- **To do**
A. In the abstracts, what does the study of Tokyo in 1960s television documentaries say the experimental phenomenon was closely related to? Answer in one to three sentences.
B. Pick up the abstracts on Japanese cinema, television, and photography right after the title "Asynchronous Sound and Virtual Geographies of the 'National Defense Film'" and write the next part.

- **Document**

= = =

Tokyo in Experimental Television Documentaries of the 1960s
Hideaki MATSUYAMA, University of Tokyo
This presentation intends to contribute to Japanese television archival studies by investigating how television documentary programs portrayed postwar Japan, specifically Tokyo as an urban space in the 1960s. Television in the early 1960s began to portray Tokyo through experimental techniques. For example, NHK’s TOKYO (1963), the story of a girl searching for her mother and father in Tokyo, was filmed in the first person. Thus, contrary to the objective documentaries of the 1950s, 1960s documentaries like TOKYO experimented with subjective storytelling. On the other hand, TBS’s My Twiggy (1967) portrayed Tokyo through a collage-like series of images, creating a fractured montage of Tokyo in the 1960s. Thus, such television documentaries went beyond simple divisions of fiction and non-fiction. This study concludes that this experimental phenomenon was closely related to a desire to make the city more appealing internationally for the 1964 Tokyo Olympics by presenting a more “PR-friendly” and humanistic side of Tokyo.
PANEL 6: IMAGE AND ACTION IN CINEMA AND PHOTOGRAPHY
On the Eve: Bure and the Problem of Action
Ignacio ADRIASOLA, Ohio State University
A photograph presents a male figure caught in motion. His right arm is extended; he appears to have just thrown a projectile. The figure’s contorted body is caught in the act of escaping—yet the figure is isolated in the image, and what he runs from is unknown. While even the creases on his shirt are clearly defined, his head appears blurred out in a streak. The background is muddled in a textured grey mass. The figure’s body in motion appears suspended. The subject of the photograph is action itself.
Featured in most monographic surveys of his work as well as general surveys of the history of photography, Tomatsu Shomei’s famous 1969 photograph of a solitary protestor is an excellent example of the aesthetics of bure or “shaky” photography. While bure is usually associated with the younger generation of photographers grouped in the journal Provoke, Tomatsu’s exploration of the ambiguity of the image in the early part of the decade already anticipated his turn to this mode in the late 1960s. Moreover, Tomatsu’s articulation of bure appears in relation to a persistent concern with the problem of action. This question reemerged in cultural discourse in the wake of the reactivation of the student movement in the second half of the 1960s, and Tomatsu pursued it through a sustained engagement of protest as a subject matter.
My paper will focus on Tomatsu’s photographs of protest in relation to contemporaneous theories of action. I am particularly interested in the way that Tomatsu’s photographs embody a distinctly ambivalent mode of relating to the idea of political engagement. I argue that his melancholy interrogation of action finds in photography a perfect aid—a medium traditionally concerned with the vexed relationship between the visible and the invisible, that in his use foregrounds the ghostly nature of collective action.
Asynchronous Sound and Virtual Geographies of the “National Defense Film”

= = =

- **Location annotation dataset excerpts**
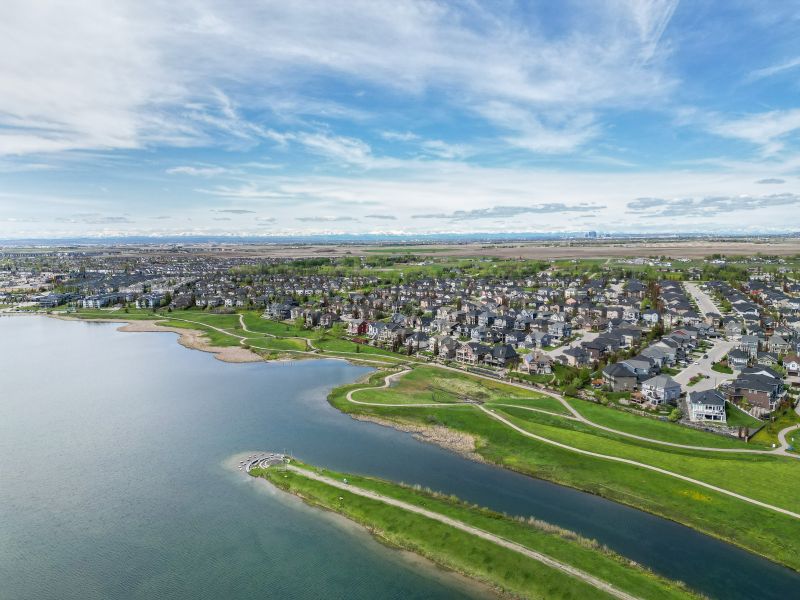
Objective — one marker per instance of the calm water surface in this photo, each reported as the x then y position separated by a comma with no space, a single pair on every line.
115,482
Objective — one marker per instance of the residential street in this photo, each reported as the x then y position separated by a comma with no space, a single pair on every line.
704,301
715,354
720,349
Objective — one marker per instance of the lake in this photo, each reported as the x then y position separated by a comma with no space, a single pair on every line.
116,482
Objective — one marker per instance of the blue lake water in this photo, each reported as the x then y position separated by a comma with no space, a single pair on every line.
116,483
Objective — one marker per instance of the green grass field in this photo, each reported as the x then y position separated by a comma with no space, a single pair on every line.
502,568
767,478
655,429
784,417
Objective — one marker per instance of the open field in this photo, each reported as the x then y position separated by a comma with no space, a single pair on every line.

= = =

- **Response list**
A. The study concludes that the experimental phenomenon was closely related to a desire to make Tokyo more appealing internationally for the 1964 Tokyo Olympics. The documentaries did this by presenting a more "PR-friendly" and humanistic side of the city.

B.
Hongwei CHEN, University of Minnesota
Upon its arrival in the 1930s, synchronized sound in Chinese cinema confronted, on one hand, the looming actuality of technological war (and its asynchronous soundscapes), and on the other, the demand for cinema to journey beyond the metropolitan and develop a geographical consciousness of “nation.” This paper examines the role of the sound film in mediating the audiovisual crises invoked by the dual virtualities of war and nation in 1930s Shanghai, with a focus on the so-called “cinema of national defense.” I first situate the “national defense film” within the immediate context of the “hard and soft film debate” and broader cultural meditations on sound, in particular, Lu Xun’s 1927 lecture “Silent China.” “Silence” for Lu Xun refers to any utterance not properly transmitted, recorded, or acted upon. Both the Chinese writing system and callous gossip are guilty of “silence.” Yet, Lu Xun self-effacingly recognizes his own speech as “nothing to be listened to.” I read “Silent China” as a theory of acoustic media. Second, through a close analysis of sequences of audiovisual asynchrony (and song sequences in particular) in The Big Road (Sun Yu) and Sons and Daughters (Xu Xingzhi), I suggest an interpretation of “national defense films” at odds with the received notion that they simply propagated nationalist messages. Rather, as I argue, the films present singular and complex negotiations between “message” and “medium,” in which neither Japanese aggression nor national geography existed as discrete referents to be recognized or ignored, but rather constituted virtual, obverse, sides of audiovisual technologies. Instead of seeing “the cinema of national defense” as the imposition of an external elite agenda on urban vernacular culture, I emphasize its immanence to the experience of technical media in Chinese modernity.
The Work of Living Things: The Films and Theory of Hani Susumu and Tsuchimoto Noriaki
Justin JESTY, University of Washington
This paper will first introduce the film theory and practice of Hani Susumu, who is regarded as a pioneer of non-scripted, observational filmmaking in the postwar, by tracing its development from sources ranging from pragmatist and Gestalt psychology, to progressive education, to the work of film theorist Okada Susumu. It then considers how Tsuchimoto Noriaki, who worked under Hani as an assistant director, took on and altered certain of these ideas in his more activist filmmaking, especially his Minamata documentaries. The paper focuses on the directors’ belief that the filmmakers’ positioning within the nexus of human relationships where the filmmaking took place was integral to – indeed constitutive of – the form of knowledge made possible by the film. While both directors hoped film could give access to their subjects’ life-worlds, their theories deflate both apparatus-based and identity-based accounts of filmic meaning, to emphasize instead the emergent and negotiated character of film as an array of technological potentials and film production as a field of relations among people. In re-inscribing filmmaking as something that was itself subject to the “subjects” of the film, I argue that their primary interest lay in how film might be used to represent the emergent character of social relations – relations among schoolchildren, the development of a social movement, and most importantly, the relationship between the filmmaker and filmed subject – in such a way that the potential for change always seemed present, and the social body always available to the work of living things.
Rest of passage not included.